Below are some records; quote exactly the lines from the one that contains "Question: What bounding box encloses the grass" through the one that contains "Question: What bounding box encloses the green", inclusive, and no others.
START MATERIAL SHOWN
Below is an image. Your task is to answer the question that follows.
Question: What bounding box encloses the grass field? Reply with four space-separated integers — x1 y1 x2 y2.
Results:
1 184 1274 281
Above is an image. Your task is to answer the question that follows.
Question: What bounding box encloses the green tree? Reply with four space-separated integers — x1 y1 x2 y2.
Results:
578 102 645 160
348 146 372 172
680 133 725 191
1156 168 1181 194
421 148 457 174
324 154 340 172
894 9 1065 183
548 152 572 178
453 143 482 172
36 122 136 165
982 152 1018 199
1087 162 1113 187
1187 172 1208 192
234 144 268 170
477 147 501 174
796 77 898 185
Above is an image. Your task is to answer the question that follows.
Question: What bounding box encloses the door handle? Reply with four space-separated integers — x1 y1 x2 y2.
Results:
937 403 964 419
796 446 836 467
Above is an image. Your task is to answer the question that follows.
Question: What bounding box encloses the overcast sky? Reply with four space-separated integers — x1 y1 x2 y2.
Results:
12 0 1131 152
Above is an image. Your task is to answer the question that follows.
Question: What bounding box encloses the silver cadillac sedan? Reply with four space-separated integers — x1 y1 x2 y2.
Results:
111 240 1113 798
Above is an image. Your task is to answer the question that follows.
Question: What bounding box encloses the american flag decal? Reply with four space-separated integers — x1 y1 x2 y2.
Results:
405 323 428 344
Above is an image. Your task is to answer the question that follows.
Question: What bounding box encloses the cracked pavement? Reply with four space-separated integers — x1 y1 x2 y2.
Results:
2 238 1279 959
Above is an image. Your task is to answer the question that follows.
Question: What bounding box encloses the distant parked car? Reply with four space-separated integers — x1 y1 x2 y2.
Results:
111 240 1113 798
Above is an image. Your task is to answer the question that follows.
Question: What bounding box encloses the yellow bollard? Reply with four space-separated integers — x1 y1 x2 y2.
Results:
END MATERIAL SHOWN
- [PROBLEM SOLUTION]:
Question: What bounding box encloses the grass field? Reply with four space-separated integers — x1 y1 x2 y2.
Results:
1 184 1274 281
Above is an image. Your task is to answer the question that follows.
Question: What bounding box encloses the green tree? Reply with four space-separated integers — x1 y1 x2 y2.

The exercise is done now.